[Collected data]
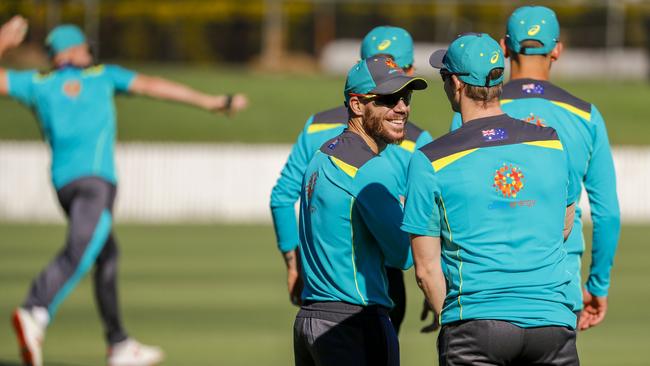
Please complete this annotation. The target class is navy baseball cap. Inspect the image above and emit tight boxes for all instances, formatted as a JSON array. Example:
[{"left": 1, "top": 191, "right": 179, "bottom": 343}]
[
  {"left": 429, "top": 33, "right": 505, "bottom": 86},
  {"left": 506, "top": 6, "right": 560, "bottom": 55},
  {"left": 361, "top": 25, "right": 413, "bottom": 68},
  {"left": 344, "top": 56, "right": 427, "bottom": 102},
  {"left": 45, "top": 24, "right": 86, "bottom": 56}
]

What to do:
Add 77 to every bounding-box coordinate in the answer and write out the whole listing again with that change, leaving out the picture. Keep every other number, including the format sample, unchanged.

Expected answer:
Please complete this annotation. The target class is navy baseball cap. Inspect the image above and emit tight boxes for all instances, formatted as a JSON array. Example:
[{"left": 1, "top": 191, "right": 179, "bottom": 343}]
[
  {"left": 506, "top": 110, "right": 582, "bottom": 163},
  {"left": 583, "top": 83, "right": 637, "bottom": 132},
  {"left": 438, "top": 102, "right": 490, "bottom": 145},
  {"left": 421, "top": 133, "right": 504, "bottom": 179},
  {"left": 122, "top": 101, "right": 163, "bottom": 133}
]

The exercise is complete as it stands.